The legislation replaces the large and blunt SGR-prescribed cuts with 0.5 percent payment increases for five years before freezing payment growth through 2024 alongside a new, consolidated quality incentive program for Medicare physicians, called the Merit-Based Incentive Payment System (MIPS). In a budget-neutral manner, the MIPS program would reward or penalized physicians based on quality, resource use, meaningful use of electronic health records, and clinical practice improvement activities. Simultaneously, the bill would also provide payment incentives for physicians to utilize alternative payment models (APMs), such as Accountable Care Organizations (ACOs), that reward quality of care over quantity of care delivered. From 2019-2024, physicians earning a significant share of their revenue from models that involve risk of financial losses and have quality measurement would get a 5 percent bonus payment each year. Over the long run, physicians in APMs would also receive annual updates of 0.75 percent while non-APM professionals receive 0.25 percent updates.

ASSIGNMENT 1:
According to the passage on Medicare physician payment reform, what is the new consolidated quality incentive program for Medicare physicians called?
ASSIGNMENT 2:
Continue the passage on Medicare physician payment reform, beginning after its final sentence.

INFORMATION:
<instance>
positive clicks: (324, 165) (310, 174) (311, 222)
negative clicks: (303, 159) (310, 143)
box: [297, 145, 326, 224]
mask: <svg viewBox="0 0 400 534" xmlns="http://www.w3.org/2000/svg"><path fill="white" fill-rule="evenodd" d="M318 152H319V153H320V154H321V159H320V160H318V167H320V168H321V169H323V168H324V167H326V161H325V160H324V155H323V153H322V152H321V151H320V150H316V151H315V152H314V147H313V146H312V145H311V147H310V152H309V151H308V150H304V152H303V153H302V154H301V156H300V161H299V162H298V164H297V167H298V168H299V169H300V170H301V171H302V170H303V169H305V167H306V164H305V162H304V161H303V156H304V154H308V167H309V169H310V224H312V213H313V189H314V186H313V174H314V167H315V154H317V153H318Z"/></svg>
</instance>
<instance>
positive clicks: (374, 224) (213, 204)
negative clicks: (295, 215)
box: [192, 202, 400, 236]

ANSWER SPACE 1:
The Merit-Based Incentive Payment System (MIPS).

ANSWER SPACE 2:
This new system is estimated to cost $175 billion through 2025 by the Congressional Budget Office, but lawmakers are choosing only to offset the $35 billion amount by which this policy exceeds the cost of a permanent payment freeze. There is at least some hope, though, that the reformed physician payment system can begin to slow costs and improve quality of care in Medicare.
In addition, the bill extends several "health extenders" that are often included with doc fixes. Most of the extensions run through 2017, but two policies -- the Qualified Individual (QI) program, which provides Medicare premium assistance for certain low-income beneficiaries, and Transitional Medical Assistance (TMA), which allows low-income workers whose income rises to temporarily keep Medicaid eligibility -- get permanent extensions. These extenders cost $19 billion through 2025 and are fully offset.
We have spent much space on this blog highlighting the fact that temporary delays of the cuts dictated by Medicare's Sustainable Growth Rate (SGR) formula have almost always been offset (98% of the time since 2004), producing $165 billion in deficit reduction all told, almost entirely from health care programs.
And despite assertions to the contrary, these health savings shouldn’t be dismissed lightly. There have been numerous recommendations put forward by the Medicare Payment Advisory Commission (MedPAC), Health and Human Services' Office of the Inspector General (OIG), the Government Accountability Office (GAO), and others that likely would have been ignored but for the need to replace savings from the SGR.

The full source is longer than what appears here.